THE REQUEST ▸ Repeat every record below exactly as written.
**********
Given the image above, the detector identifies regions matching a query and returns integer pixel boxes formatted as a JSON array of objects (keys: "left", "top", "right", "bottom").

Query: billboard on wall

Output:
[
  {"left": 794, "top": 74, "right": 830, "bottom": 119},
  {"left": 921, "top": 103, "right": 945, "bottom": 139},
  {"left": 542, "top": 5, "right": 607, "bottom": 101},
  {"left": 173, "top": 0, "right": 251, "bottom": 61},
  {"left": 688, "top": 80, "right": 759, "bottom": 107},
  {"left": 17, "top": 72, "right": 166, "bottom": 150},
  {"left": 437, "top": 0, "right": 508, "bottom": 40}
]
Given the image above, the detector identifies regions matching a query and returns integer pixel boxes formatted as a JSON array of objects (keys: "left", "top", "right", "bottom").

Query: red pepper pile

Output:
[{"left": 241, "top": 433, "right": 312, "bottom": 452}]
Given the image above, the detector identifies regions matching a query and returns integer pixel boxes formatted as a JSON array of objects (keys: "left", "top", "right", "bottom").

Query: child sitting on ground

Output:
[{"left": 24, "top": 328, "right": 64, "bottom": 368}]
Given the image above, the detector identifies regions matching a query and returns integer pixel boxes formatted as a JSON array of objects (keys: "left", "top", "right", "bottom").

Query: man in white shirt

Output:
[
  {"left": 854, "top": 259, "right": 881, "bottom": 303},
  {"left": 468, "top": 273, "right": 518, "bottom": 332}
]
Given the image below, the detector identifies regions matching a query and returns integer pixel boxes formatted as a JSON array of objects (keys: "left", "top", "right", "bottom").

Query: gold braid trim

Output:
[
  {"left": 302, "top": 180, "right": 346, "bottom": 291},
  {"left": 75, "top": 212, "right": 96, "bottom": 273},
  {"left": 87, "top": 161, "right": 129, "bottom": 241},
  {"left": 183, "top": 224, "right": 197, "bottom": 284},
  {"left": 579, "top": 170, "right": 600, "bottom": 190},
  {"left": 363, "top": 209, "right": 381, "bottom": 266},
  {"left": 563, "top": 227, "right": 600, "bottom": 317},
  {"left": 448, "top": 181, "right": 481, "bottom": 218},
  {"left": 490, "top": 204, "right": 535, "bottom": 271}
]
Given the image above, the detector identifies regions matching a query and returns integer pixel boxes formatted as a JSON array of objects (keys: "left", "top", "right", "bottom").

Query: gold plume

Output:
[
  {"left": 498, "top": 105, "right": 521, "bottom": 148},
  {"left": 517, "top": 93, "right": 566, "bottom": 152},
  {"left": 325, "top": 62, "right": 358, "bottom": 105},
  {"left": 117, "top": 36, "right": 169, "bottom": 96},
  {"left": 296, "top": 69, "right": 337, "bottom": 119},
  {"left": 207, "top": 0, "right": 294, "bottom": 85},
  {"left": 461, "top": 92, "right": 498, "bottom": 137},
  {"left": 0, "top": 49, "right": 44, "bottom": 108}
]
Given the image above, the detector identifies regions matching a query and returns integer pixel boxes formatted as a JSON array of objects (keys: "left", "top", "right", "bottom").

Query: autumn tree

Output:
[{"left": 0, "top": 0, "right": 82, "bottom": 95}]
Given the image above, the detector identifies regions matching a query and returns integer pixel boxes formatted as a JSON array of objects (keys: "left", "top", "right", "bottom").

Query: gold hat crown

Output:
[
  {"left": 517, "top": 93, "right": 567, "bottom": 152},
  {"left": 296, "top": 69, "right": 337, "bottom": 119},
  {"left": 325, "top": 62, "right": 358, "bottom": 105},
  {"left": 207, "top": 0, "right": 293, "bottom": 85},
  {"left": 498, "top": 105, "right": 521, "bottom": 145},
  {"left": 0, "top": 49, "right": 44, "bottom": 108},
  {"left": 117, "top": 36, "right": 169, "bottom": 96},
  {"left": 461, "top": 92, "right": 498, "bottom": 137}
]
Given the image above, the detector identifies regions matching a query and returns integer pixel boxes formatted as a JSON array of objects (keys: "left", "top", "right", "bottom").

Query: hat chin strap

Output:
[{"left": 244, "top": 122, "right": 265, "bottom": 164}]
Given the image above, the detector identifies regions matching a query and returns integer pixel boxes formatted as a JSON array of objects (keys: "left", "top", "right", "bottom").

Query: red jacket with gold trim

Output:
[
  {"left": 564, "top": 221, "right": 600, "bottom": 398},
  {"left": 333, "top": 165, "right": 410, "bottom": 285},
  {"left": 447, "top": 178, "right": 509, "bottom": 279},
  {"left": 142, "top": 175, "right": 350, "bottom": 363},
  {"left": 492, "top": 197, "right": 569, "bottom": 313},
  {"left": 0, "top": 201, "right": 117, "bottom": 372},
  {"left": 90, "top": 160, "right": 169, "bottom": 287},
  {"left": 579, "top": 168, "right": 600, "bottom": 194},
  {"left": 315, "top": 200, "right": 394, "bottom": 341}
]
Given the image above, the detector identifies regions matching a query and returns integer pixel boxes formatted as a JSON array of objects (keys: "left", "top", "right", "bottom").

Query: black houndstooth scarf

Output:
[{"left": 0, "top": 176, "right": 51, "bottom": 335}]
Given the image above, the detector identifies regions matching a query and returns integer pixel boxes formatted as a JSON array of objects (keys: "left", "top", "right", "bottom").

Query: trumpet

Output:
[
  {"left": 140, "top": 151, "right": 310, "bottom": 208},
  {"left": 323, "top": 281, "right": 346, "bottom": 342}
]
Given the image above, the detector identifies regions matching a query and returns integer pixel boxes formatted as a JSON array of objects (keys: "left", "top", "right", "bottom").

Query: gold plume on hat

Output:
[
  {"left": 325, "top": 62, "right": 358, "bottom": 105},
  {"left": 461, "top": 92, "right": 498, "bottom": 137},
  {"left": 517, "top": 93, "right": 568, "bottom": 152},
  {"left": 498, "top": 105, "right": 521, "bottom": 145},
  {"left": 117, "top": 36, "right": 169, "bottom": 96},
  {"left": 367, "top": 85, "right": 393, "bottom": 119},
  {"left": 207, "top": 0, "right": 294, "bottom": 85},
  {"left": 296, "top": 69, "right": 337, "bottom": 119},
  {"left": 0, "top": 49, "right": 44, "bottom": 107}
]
**********
EXPECTED ANSWER ▸
Given the image above, the detector identifies regions matching a query and returns integer pixel boxes formatted as a JSON array of objects (keys: "left", "top", "right", "bottom").

Query: billboard on wall

Output:
[
  {"left": 794, "top": 74, "right": 830, "bottom": 119},
  {"left": 921, "top": 103, "right": 945, "bottom": 139},
  {"left": 542, "top": 5, "right": 607, "bottom": 101},
  {"left": 173, "top": 0, "right": 251, "bottom": 61},
  {"left": 688, "top": 80, "right": 759, "bottom": 107},
  {"left": 17, "top": 72, "right": 166, "bottom": 150},
  {"left": 437, "top": 0, "right": 508, "bottom": 40}
]
Given the image above, the detector identifies regions matching a query and returns integer pixel boxes formatted as a JSON array of objects (keys: "left", "top", "right", "bottom").

Query: red pepper pile

Output:
[{"left": 241, "top": 433, "right": 312, "bottom": 452}]
Given the image above, the detector identifies regions matching a query and returns integer pixel boxes formatted as a JSON array of objects (keys: "left", "top", "right", "bottom").

Query: child sitting on ground

Output:
[{"left": 24, "top": 328, "right": 64, "bottom": 368}]
Given the image above, the detector identifies regions matching a query and returns integer pixel boxes formatted as a JSON array of objects (keys: "left", "top", "right", "bottom").

Query: man in white shirt

Output:
[
  {"left": 854, "top": 259, "right": 881, "bottom": 303},
  {"left": 468, "top": 273, "right": 518, "bottom": 332}
]
Given the image below, the detector identifies regions matching a query and returns integer pixel boxes formatted as a JSON array of objects (keys: "left", "top", "right", "bottom").

Query: gold braid trim

Output:
[
  {"left": 302, "top": 180, "right": 346, "bottom": 291},
  {"left": 75, "top": 212, "right": 96, "bottom": 273},
  {"left": 87, "top": 161, "right": 129, "bottom": 241},
  {"left": 183, "top": 224, "right": 197, "bottom": 284},
  {"left": 579, "top": 170, "right": 600, "bottom": 190},
  {"left": 363, "top": 209, "right": 381, "bottom": 266},
  {"left": 563, "top": 227, "right": 600, "bottom": 317},
  {"left": 448, "top": 181, "right": 481, "bottom": 218},
  {"left": 490, "top": 204, "right": 535, "bottom": 271}
]
Given the image above, the detector identifies regions matching a query and returns integer pixel boxes formatted as a JSON array of objects (keys: "left", "top", "right", "bottom").

Query: gold plume

Output:
[
  {"left": 498, "top": 105, "right": 521, "bottom": 148},
  {"left": 517, "top": 93, "right": 566, "bottom": 152},
  {"left": 325, "top": 62, "right": 358, "bottom": 105},
  {"left": 117, "top": 36, "right": 169, "bottom": 96},
  {"left": 296, "top": 69, "right": 337, "bottom": 119},
  {"left": 207, "top": 0, "right": 294, "bottom": 85},
  {"left": 461, "top": 92, "right": 498, "bottom": 137},
  {"left": 0, "top": 49, "right": 44, "bottom": 108}
]
Given the image above, the detector identifies regions matching a query and returns integer pixel boxes formatted as a JSON array of objects (keys: "left", "top", "right", "bottom").

Query: autumn tree

Output:
[{"left": 0, "top": 0, "right": 82, "bottom": 95}]
Given the image above, the detector identifies regions matching a query and returns integer pixel boxes formatted as a JSON array of objects (keys: "left", "top", "right", "bottom").

Query: gold hat crown

Output:
[
  {"left": 517, "top": 93, "right": 567, "bottom": 152},
  {"left": 296, "top": 69, "right": 337, "bottom": 119},
  {"left": 325, "top": 62, "right": 358, "bottom": 105},
  {"left": 207, "top": 0, "right": 293, "bottom": 85},
  {"left": 498, "top": 105, "right": 521, "bottom": 145},
  {"left": 0, "top": 49, "right": 44, "bottom": 108},
  {"left": 117, "top": 36, "right": 169, "bottom": 96},
  {"left": 461, "top": 92, "right": 498, "bottom": 137}
]
Given the image above, the detector identifies regions matching a query and returns integer pixel boxes formatted as a JSON array of objects (keys: "left", "top", "right", "bottom").

Query: hat chin strap

Output:
[{"left": 244, "top": 122, "right": 265, "bottom": 164}]
Given the image above, the detector identifies regions matching a query and returns integer pixel boxes formatted as a JSON array of objects (keys: "left", "top", "right", "bottom").

Query: red jacket with gold trim

Output:
[
  {"left": 564, "top": 221, "right": 600, "bottom": 398},
  {"left": 333, "top": 165, "right": 410, "bottom": 285},
  {"left": 447, "top": 178, "right": 509, "bottom": 279},
  {"left": 142, "top": 175, "right": 350, "bottom": 363},
  {"left": 492, "top": 197, "right": 569, "bottom": 313},
  {"left": 0, "top": 201, "right": 117, "bottom": 372},
  {"left": 90, "top": 160, "right": 169, "bottom": 287},
  {"left": 579, "top": 168, "right": 600, "bottom": 194},
  {"left": 315, "top": 200, "right": 394, "bottom": 341}
]
Given the image above, the detector identifies regions matching a query and returns integer pixel boxes formatted as a JSON array of objects (keys: "left", "top", "right", "bottom").

Query: black houndstooth scarf

Output:
[{"left": 0, "top": 176, "right": 51, "bottom": 335}]
Given the image above, the detector identifies regions matching a query and returns integer pixel boxes formatted as a JSON array of objects (keys: "left", "top", "right", "bottom").

Query: trumpet

Output:
[
  {"left": 140, "top": 151, "right": 310, "bottom": 208},
  {"left": 323, "top": 281, "right": 346, "bottom": 342}
]
Given the image above, the detector identifies regions matching a query and returns integer pixel boxes formatted as a JSON array of objects (keys: "left", "top", "right", "bottom").

Query: gold plume on hat

Output:
[
  {"left": 325, "top": 62, "right": 358, "bottom": 105},
  {"left": 461, "top": 92, "right": 498, "bottom": 137},
  {"left": 517, "top": 93, "right": 568, "bottom": 152},
  {"left": 498, "top": 105, "right": 521, "bottom": 145},
  {"left": 117, "top": 36, "right": 169, "bottom": 96},
  {"left": 367, "top": 85, "right": 393, "bottom": 119},
  {"left": 207, "top": 0, "right": 294, "bottom": 85},
  {"left": 296, "top": 69, "right": 337, "bottom": 119},
  {"left": 0, "top": 49, "right": 44, "bottom": 107}
]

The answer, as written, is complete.